### TASK GOAL
Word for word, give the listing below again.
** EXERCISE DATA follows **
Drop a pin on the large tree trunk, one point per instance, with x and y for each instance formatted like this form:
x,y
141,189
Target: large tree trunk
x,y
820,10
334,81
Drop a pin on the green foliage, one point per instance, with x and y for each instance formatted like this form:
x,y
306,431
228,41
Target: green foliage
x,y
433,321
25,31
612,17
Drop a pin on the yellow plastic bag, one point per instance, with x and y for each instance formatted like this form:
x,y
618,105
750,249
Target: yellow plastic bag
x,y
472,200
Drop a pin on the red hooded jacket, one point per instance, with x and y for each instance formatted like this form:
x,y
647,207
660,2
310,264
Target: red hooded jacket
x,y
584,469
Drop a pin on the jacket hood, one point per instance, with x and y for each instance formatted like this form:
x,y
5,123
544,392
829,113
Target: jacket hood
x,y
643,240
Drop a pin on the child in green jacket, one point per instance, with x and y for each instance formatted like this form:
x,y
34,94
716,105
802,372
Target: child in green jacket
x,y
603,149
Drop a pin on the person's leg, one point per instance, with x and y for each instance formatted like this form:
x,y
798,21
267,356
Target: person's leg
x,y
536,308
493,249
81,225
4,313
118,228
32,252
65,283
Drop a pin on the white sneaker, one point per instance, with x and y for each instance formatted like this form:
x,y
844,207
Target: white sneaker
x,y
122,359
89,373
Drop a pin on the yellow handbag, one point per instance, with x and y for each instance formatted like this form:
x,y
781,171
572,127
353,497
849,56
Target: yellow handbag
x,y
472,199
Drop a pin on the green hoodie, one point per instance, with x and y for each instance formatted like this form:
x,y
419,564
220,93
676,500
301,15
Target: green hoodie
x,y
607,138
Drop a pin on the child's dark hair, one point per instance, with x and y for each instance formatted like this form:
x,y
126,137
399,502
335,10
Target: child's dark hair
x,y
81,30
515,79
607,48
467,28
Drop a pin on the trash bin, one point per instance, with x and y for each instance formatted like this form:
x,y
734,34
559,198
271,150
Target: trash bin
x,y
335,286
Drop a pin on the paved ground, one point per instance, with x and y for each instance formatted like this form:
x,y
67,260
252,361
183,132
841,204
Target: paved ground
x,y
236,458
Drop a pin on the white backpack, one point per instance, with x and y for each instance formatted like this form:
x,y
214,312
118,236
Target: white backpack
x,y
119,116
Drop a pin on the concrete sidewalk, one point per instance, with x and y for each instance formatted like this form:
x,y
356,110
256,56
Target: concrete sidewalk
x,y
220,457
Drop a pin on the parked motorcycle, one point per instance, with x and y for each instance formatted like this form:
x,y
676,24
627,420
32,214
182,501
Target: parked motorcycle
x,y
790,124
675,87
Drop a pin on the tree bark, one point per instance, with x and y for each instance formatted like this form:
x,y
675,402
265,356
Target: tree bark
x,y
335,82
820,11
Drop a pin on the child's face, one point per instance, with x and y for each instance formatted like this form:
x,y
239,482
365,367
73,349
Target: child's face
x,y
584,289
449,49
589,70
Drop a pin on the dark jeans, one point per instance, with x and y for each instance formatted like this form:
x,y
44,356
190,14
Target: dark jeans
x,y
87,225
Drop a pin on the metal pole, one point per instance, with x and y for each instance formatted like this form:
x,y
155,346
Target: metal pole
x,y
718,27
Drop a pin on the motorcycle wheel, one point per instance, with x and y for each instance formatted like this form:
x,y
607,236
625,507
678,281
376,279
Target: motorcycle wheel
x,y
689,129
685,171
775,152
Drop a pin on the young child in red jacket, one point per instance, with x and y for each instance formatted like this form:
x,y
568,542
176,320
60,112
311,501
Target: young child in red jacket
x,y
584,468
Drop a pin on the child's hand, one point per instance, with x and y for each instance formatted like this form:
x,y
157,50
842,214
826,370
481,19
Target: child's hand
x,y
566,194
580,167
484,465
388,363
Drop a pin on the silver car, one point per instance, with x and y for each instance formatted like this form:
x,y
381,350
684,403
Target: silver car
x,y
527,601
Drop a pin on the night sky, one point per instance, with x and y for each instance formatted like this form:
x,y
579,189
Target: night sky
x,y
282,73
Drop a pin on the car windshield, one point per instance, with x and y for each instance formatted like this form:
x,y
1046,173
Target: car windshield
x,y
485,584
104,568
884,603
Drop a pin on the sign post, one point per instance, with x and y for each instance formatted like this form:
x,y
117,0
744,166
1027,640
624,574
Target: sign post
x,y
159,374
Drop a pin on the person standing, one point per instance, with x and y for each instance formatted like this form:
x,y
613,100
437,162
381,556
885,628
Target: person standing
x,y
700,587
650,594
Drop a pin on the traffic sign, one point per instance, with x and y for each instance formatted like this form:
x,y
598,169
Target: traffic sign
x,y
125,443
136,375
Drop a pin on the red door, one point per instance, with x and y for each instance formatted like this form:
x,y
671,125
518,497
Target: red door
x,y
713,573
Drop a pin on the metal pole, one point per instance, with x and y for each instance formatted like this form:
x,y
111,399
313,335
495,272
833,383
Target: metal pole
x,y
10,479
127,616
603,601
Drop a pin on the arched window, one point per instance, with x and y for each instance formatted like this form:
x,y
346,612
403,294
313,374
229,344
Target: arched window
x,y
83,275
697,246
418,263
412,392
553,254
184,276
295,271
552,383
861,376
** End of EXERCISE DATA **
### ANSWER TO THIS EXERCISE
Drop a pin on the large tree trunk, one point per instance, with x and y for each instance formatted like this form:
x,y
141,189
Target: large tree trunk
x,y
820,10
334,81
Drop a pin on the green foliage, one point per instance, with x and y for each instance formatted like this form:
x,y
306,431
228,41
Target: green foliage
x,y
433,321
25,31
612,17
Drop a pin on the yellow plastic bag, one point per instance, with x and y for each instance formatted like this form:
x,y
618,105
750,249
Target: yellow plastic bag
x,y
472,200
Drop a pin on the red hooded jacket, one point per instance, with x and y for each instance formatted like this form:
x,y
647,207
660,2
310,264
Target: red hooded jacket
x,y
584,469
Drop a pin on the jacket hood, one point per instance, with x and y for each instance formatted like this form:
x,y
5,123
544,392
829,113
Target: jacket hood
x,y
643,240
Drop a pin on the child in green jacket, one point per instance, with x and y for each instance formatted like this form:
x,y
34,94
716,105
802,372
Target: child in green jacket
x,y
603,149
Drop a pin on the person's leg, one point per instance, with x and y for each instance formatted like this form:
x,y
798,21
267,356
Target: person's leg
x,y
536,308
493,249
81,225
4,313
118,228
32,252
65,283
Drop a pin on the white sneaker, one point per instance, with x and y for each instance formatted like this form:
x,y
844,207
Target: white sneaker
x,y
122,359
89,373
Drop a pin on the yellow handbag, one point per instance, with x and y for each instance formatted like this form:
x,y
781,171
572,127
353,497
849,56
Target: yellow handbag
x,y
472,199
Drop a pin on the green hoodie, one point per instance, with x and y for each instance formatted like this form:
x,y
419,564
220,93
676,500
301,15
Target: green hoodie
x,y
607,138
Drop a pin on the child's dark hair, one point per instance, with x and y for each instance formatted like this form:
x,y
126,137
399,502
335,10
Target: child's dark hair
x,y
81,30
515,79
607,48
467,28
Drop a pin on the trash bin, one point per instance, with x and y for each instance formatted like this form:
x,y
734,34
559,198
271,150
Target: trash bin
x,y
335,286
Drop a pin on the paved ground, one point per instance, with x and y for each instance formatted like this form:
x,y
67,260
252,361
183,132
841,204
Target: paved ground
x,y
236,458
Drop a pin on the white backpack, one point per instance, with x and y for each instance formatted like this form:
x,y
214,312
118,236
Target: white backpack
x,y
119,116
Drop a pin on the concrete sidewalk, one point per instance, with x and y for each instance formatted like this form:
x,y
356,110
256,56
Target: concrete sidewalk
x,y
220,457
Drop a pin on the parked motorcycle, one point per instance, with x and y for each instance formatted like this form:
x,y
676,24
627,420
32,214
182,501
Target: parked motorcycle
x,y
790,124
675,87
Drop a pin on the tree bark, one point per instance, with x and y for each instance formatted like this form:
x,y
675,402
265,356
Target: tree bark
x,y
335,82
820,11
Drop a pin on the child's face, one point per instance, with x and y for each instance formatted like this form:
x,y
239,482
365,367
73,349
Target: child's face
x,y
584,289
449,49
589,70
Drop a pin on the dark jeans, one point per instance, with x and y for each instance formatted like this form:
x,y
44,356
190,14
Target: dark jeans
x,y
87,225
Drop a pin on the metal pole, one point per instance, with x and y for each instance formatted like this form:
x,y
155,346
Target: metal pole
x,y
718,27
Drop a pin on the motorcycle wheel, one point per instance, with x and y for each instance formatted like this form:
x,y
607,236
625,507
678,281
376,279
Target: motorcycle wheel
x,y
689,129
685,171
775,152
Drop a pin on the young child in red jacket, one point per instance, with x and y for each instance formatted like this form:
x,y
568,542
176,320
60,112
311,501
Target: young child in red jacket
x,y
584,468
Drop a pin on the child's hand, one point per instance, with x and y for each instance formatted like this form:
x,y
157,50
842,214
826,370
481,19
Target: child's hand
x,y
566,194
580,167
484,465
388,363
Drop a pin on the silver car, one point per instance, with x and y for each instance formatted like this form:
x,y
381,350
684,403
Target: silver car
x,y
527,601
Drop a pin on the night sky, one point per instance, with x and y for each instance formatted like this form:
x,y
579,189
Target: night sky
x,y
282,73
Drop a pin on the car windshield, one point per instance, with x and y for each instance formatted like this form:
x,y
1046,173
Target: car windshield
x,y
485,584
104,568
884,603
Drop a pin on the sign post, one point per instance, with x and y for each instance formatted like this form:
x,y
117,0
744,166
1027,640
624,574
Target: sign post
x,y
159,374
Drop a pin on the person standing, one point per instance, with x and y for each instance formatted like this form:
x,y
613,100
437,162
381,556
885,628
Target: person standing
x,y
700,587
650,594
Drop a pin on the traffic sign, one point per instance, with x and y for each instance formatted like this form:
x,y
598,169
Target: traffic sign
x,y
125,443
136,375
Drop a pin on the red door, one point per instance, with x and y for each instance formatted like this form:
x,y
671,125
518,497
Target: red door
x,y
713,573
Drop a pin on the metal pole, one point per instance, with x and y for each instance formatted like this form:
x,y
111,399
313,335
495,272
833,383
Target: metal pole
x,y
10,479
127,616
603,601
Drop a pin on the arched window, one point per instance, with x and y for each instance formatted like this form:
x,y
346,612
403,294
313,374
229,344
Target: arched window
x,y
83,275
697,246
418,263
412,392
553,254
184,276
295,271
552,383
861,376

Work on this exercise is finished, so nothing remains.